» **Given passage**

One example of this is the digital divide, which existed well before the onset of COVID-19 and continues to obstruct learning opportunities for many students across the country. The digital divide maps along racial and socioeconomic lines in the U.S., raising serious equity concerns that these communities face exacerbated learning loss related to the effects of the pandemic. The digital divide is also a privacy issue. As school districts press to provide devices to students who need them, they risk exposing these students to increased privacy threats by additional data collection and disproportionate security vulnerabilities, such as those recently documented in Chicago and Rhode Island. In both of these cases, the risk of a privacy breach fell disproportionately on student populations most in need of additional school support. 

Examples like this illustrate why student privacy protection must be viewed with an equity-minded lens. Privacy issues don’t occur in a vacuum—they take place within larger social dynamics that must be accounted for in order to protect the most vulnerable students. As we discuss in our privacy and equity training module and our pods guidance, schools should build a proactive, inclusive community engagement process into their decisions on how to utilize student data and school technology, in order to ensure that these tools benefit all students and do not marginalize vulnerable populations. School decisions about using technology to adapt to COVID-19 can exacerbate existing inequities if these voices are ignored.

3: Student Privacy Protection Principles Haven’t Changed.

Stored items
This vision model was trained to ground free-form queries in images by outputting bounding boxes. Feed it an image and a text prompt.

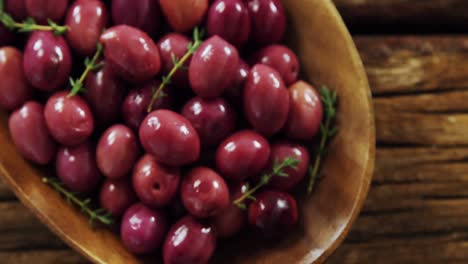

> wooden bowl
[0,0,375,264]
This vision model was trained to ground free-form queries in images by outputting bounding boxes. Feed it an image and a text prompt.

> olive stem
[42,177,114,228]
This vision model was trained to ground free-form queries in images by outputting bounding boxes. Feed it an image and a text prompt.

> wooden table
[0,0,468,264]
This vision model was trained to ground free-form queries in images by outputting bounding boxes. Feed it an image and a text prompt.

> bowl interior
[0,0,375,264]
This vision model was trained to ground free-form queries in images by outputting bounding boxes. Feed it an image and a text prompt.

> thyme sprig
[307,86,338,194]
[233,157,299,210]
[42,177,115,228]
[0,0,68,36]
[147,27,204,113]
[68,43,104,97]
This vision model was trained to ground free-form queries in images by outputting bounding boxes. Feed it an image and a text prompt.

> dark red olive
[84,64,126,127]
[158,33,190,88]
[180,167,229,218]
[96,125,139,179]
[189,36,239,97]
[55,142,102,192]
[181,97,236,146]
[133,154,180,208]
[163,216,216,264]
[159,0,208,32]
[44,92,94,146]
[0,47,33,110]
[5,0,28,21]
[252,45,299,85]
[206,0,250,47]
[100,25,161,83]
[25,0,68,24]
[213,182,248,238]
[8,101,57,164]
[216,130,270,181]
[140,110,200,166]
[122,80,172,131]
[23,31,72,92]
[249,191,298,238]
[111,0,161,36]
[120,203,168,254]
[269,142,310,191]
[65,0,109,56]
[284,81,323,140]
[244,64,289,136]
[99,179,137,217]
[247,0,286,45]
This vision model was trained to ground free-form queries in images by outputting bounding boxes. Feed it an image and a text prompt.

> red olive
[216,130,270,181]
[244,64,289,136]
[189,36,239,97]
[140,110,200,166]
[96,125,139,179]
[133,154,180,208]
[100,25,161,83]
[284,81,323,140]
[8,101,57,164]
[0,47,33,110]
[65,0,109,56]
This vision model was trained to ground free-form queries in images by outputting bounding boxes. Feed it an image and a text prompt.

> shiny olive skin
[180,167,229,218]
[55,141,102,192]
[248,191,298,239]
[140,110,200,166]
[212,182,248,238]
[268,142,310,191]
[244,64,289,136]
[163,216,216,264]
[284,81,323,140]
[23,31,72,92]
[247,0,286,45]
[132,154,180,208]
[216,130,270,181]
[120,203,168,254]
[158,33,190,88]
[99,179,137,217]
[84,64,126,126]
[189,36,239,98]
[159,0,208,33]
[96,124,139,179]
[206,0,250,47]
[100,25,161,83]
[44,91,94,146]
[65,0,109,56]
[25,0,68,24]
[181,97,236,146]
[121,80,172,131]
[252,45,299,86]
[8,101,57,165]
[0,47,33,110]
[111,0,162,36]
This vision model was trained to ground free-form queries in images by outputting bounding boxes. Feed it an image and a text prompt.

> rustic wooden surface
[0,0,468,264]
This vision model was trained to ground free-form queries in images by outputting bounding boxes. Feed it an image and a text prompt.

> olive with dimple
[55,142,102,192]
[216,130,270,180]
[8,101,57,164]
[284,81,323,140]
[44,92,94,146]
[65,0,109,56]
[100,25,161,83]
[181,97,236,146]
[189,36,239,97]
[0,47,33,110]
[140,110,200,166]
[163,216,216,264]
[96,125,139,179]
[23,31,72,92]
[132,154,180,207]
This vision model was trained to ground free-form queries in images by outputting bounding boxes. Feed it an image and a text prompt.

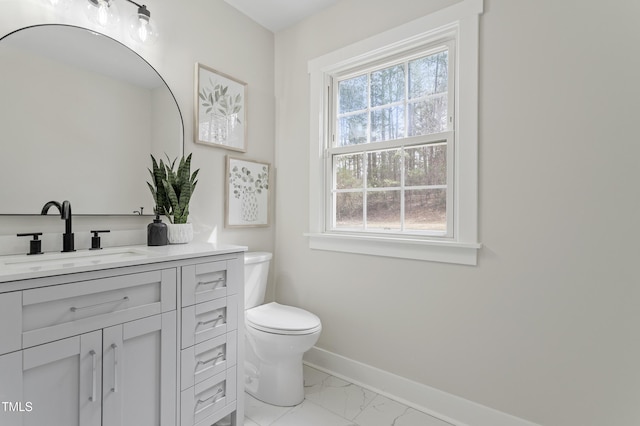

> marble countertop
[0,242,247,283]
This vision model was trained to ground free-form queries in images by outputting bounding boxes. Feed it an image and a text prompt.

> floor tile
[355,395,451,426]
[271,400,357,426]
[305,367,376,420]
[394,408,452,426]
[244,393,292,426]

» **Brief 1**
Decide whether each statement agrees with the passage on student privacy and equity, answering yes or no and quoting the words that settle it: (a) The digital divide began with the COVID-19 pandemic. (b) The digital divide is described as a privacy issue as well. (c) In the Chicago and Rhode Island cases, the risk of a privacy breach fell evenly across all student populations.
» **Brief 2**
Answer these questions from the passage on student privacy and equity:
(a) Along what lines does the digital divide map in the U.S.?
(b) Which two resources are named as discussing community engagement?
(c) What kind of community engagement process should schools build into their decisions?
» **Brief 3**
Resume the passage on student privacy and equity after its last heading, writing the section that this heading introduces.
The rows play no part in this work.

» **Output 1**
(a) No: "which existed well before the onset of COVID-19"
(b) Yes: "The digital divide is also a privacy issue."
(c) No: "the risk of a privacy breach fell disproportionately on student populations most in need of additional school support"

» **Output 2**
(a) Racial and socioeconomic lines.
(b) The privacy and equity training module and the pods guidance.
(c) A proactive, inclusive community engagement process.

» **Output 3**
Part of the challenge of protecting student privacy during COVID-19 stems from operating in an educational context that can change rapidly with little warning. COVID-19 outbreaks on campus, changes to health guidance, and evolving responses to address the virus can all prompt quick pivots with privacy-relevant implications. Privacy-minded practitioners should remember, however, that the core principles of security and privacy protection have not changed. From a legal standpoint, the Family Educational Rights and Privacy Act (FERPA) remains the most important federal legislation governing schools’ obligations to protect student privacy, and it has not changed since the beginning of the pandemic. From a technical standpoint, the components of good data governance still apply to new circumstances. Hence, the task of ensuring strong privacy protection in changing educational contexts lies not in devising entirely new privacy and security principles, but rather in adapting existing principles to novel situations—a task that is much more manageable.

CDT’s recent analysis of privacy protection for the phenomenon of “learning pods” serves as a case study for adapting established practices to a new setting. The idea of learning pods first emerged during the summer as a way to combine the relative safety of remote learning with the strengths of in-person instruction. The concept, however, raises both privacy and equity concerns that require attention. In our privacy guidance for learning pods, we unpack how well-established legal and technical best practices translate to this new learning model, and how individuals new to the role of privacy protection can best protect students under their care.

Learning pods are just one instance of how COVID-19 is reshaping educational systems and raising new privacy and equity concerns. As the pandemic persists through the fall and into the spring, existing student privacy and equity issues will likely continue and new, unexpected challenges will doubtlessly arise. Schools should combat these by recognizing the seriousness of these issues, improving practitioner privacy training, building equity and inclusion considerations into their technology decisions, and leveraging their existing experience with well-established student privacy protection practices. All of these will continue to play important roles as education institutions react to the pandemic’s changing dynamics heading into this winter and spring. With thoughtful attention and the right preparation, schools can equip teachers and education practitioners to succeed, both in educating students and protecting their privacy.